▸ **About this exercise**: Check each line of the listing for the string "jacket", count the lines that have it, and answer with that number only.

** Opening Study material block **

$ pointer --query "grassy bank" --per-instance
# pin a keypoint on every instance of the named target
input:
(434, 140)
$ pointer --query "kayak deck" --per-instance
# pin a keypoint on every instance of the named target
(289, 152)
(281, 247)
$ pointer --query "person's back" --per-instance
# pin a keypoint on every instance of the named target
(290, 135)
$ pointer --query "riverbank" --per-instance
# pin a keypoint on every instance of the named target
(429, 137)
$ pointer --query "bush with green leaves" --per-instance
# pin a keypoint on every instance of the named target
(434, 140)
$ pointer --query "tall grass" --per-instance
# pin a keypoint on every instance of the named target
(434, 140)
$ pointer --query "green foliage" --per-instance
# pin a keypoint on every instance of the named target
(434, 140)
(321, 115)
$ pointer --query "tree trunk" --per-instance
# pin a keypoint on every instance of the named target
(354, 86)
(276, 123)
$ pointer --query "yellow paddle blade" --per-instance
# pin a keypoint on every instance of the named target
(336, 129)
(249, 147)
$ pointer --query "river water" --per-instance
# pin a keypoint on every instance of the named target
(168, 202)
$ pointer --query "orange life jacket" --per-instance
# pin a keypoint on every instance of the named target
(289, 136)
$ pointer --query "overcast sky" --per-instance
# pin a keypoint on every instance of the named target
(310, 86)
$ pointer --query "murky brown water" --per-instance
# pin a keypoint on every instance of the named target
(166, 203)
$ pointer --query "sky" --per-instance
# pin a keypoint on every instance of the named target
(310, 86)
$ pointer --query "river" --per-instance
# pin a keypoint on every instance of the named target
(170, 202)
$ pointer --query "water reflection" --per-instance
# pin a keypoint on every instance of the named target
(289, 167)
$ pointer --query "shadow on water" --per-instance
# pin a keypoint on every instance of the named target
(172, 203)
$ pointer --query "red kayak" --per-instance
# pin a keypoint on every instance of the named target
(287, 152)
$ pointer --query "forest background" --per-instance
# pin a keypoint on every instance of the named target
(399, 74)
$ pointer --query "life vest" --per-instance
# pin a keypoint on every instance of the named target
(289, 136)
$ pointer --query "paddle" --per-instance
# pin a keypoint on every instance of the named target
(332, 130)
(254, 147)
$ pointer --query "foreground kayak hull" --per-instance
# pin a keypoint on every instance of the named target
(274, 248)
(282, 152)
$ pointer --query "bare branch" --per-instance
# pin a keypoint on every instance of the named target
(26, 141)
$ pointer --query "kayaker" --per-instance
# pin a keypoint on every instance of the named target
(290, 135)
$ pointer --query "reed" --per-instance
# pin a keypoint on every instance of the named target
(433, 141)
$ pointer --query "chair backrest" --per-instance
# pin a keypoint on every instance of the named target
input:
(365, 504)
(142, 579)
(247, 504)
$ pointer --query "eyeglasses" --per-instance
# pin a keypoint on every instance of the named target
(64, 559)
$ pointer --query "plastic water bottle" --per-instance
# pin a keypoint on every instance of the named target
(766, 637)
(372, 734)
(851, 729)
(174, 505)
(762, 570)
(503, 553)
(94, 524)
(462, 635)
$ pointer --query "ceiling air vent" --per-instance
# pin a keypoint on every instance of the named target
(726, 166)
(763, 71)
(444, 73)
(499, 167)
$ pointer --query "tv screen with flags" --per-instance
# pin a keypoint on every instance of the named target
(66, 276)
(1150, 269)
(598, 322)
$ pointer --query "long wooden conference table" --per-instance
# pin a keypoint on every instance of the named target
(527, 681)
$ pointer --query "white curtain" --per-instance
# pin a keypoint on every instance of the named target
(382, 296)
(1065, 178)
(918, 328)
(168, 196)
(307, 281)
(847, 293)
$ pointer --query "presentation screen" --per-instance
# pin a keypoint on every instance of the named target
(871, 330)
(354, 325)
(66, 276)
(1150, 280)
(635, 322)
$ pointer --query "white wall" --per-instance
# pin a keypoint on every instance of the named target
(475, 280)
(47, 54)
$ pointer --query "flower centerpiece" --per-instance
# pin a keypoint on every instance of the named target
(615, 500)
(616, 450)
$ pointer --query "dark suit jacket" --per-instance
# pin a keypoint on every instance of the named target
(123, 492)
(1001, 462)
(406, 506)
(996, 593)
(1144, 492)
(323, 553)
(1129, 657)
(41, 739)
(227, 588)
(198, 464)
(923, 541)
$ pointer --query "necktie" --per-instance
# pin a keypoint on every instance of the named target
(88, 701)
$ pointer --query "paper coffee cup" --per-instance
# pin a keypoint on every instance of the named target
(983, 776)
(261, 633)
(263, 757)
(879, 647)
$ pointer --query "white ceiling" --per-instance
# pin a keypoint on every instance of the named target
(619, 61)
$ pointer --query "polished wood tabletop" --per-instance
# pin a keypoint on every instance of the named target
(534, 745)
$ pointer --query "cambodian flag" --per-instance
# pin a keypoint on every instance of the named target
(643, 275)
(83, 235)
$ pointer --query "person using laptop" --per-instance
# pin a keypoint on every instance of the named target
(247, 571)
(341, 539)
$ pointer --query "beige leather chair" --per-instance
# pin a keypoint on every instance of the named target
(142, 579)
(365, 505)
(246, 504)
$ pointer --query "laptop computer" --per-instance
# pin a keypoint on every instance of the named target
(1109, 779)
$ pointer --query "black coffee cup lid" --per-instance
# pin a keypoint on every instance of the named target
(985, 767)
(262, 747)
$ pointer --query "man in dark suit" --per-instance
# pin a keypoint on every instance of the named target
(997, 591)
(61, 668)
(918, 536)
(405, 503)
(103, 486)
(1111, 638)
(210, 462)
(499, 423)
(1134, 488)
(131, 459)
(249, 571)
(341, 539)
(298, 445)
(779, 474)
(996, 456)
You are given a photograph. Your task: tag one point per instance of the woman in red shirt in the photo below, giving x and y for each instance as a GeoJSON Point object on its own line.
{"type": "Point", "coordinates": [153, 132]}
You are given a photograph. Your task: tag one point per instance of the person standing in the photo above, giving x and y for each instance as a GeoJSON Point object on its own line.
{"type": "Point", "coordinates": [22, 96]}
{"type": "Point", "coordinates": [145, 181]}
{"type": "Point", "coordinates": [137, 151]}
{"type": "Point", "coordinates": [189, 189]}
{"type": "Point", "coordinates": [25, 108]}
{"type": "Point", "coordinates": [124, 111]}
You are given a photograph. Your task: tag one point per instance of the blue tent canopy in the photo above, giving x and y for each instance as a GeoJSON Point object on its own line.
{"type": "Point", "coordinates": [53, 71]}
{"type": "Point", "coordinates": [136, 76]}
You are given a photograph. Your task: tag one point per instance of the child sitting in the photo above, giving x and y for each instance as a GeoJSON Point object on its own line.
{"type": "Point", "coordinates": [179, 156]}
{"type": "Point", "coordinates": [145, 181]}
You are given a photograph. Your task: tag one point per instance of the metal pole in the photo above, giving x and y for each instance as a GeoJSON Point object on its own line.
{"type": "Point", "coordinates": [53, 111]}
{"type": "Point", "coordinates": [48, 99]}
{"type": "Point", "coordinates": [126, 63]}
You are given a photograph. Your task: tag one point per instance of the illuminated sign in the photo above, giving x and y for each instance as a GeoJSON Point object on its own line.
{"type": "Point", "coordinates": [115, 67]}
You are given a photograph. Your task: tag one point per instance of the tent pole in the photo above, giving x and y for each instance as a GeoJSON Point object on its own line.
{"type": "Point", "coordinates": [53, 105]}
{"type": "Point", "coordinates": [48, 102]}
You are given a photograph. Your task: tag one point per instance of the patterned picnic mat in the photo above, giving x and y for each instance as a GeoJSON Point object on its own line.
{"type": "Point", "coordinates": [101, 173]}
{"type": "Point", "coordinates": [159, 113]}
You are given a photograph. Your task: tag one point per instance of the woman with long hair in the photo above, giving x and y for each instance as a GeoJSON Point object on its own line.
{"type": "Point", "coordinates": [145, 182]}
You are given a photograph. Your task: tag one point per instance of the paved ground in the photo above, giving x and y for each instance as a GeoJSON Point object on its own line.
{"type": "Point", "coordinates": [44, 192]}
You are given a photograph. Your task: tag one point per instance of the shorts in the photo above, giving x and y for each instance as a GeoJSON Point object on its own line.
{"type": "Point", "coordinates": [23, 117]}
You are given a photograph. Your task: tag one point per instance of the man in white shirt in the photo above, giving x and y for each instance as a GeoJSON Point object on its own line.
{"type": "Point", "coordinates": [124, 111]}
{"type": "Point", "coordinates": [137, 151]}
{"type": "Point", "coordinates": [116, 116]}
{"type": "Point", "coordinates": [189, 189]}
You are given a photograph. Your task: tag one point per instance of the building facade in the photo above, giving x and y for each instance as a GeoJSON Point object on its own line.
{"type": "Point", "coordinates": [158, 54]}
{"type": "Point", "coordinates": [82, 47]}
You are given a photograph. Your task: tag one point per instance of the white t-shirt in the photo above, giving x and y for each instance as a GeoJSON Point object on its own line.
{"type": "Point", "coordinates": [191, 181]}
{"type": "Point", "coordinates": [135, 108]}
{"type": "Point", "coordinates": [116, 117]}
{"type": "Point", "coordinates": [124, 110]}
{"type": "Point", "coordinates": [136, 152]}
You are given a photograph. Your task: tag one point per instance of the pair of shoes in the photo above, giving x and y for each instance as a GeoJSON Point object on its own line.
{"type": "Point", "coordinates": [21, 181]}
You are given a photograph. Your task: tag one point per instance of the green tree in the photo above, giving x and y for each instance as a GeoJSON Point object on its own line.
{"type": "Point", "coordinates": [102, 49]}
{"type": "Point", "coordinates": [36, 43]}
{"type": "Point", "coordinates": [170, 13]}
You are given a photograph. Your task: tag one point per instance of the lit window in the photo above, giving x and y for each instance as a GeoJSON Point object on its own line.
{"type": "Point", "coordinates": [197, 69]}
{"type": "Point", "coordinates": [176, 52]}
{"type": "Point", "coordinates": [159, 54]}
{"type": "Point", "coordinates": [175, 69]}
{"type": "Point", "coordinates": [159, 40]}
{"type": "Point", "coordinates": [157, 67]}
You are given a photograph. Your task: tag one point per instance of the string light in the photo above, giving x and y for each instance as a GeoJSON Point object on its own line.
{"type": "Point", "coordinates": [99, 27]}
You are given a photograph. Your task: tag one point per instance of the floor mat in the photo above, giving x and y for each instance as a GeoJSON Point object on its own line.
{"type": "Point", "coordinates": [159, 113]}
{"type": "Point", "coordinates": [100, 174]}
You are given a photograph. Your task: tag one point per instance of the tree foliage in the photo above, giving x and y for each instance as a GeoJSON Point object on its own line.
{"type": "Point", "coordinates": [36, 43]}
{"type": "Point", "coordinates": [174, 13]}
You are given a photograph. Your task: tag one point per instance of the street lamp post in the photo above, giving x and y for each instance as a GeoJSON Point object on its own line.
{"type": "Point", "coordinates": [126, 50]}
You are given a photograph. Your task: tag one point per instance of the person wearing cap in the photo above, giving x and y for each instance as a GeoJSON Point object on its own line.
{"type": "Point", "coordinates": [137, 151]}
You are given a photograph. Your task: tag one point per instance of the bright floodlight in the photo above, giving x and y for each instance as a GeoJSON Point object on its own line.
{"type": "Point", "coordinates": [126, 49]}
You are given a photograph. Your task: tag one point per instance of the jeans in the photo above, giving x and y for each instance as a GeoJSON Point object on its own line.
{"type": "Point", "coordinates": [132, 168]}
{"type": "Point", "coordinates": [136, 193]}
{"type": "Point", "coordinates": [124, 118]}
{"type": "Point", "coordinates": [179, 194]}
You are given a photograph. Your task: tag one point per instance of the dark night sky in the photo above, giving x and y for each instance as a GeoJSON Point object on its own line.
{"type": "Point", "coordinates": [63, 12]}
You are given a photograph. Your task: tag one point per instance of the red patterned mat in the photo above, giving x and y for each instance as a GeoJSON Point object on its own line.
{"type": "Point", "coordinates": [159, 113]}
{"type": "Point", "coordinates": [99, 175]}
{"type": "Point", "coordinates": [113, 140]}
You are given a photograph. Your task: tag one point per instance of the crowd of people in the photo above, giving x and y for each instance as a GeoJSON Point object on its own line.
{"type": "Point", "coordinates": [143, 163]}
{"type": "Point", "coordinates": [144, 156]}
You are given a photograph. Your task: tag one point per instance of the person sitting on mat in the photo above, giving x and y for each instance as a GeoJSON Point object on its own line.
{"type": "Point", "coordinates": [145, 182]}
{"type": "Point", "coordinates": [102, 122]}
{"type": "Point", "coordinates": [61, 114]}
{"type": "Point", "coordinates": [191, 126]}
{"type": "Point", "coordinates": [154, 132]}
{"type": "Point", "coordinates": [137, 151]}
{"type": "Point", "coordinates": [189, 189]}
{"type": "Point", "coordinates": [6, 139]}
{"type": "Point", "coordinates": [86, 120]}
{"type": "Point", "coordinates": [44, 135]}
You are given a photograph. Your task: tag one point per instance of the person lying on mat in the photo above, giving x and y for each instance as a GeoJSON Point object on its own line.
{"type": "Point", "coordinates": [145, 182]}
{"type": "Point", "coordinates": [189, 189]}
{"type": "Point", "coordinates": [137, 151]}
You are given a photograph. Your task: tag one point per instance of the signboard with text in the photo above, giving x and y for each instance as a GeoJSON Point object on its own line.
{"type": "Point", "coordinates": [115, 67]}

** Closing Study material block **

▸ **Exercise answer**: 2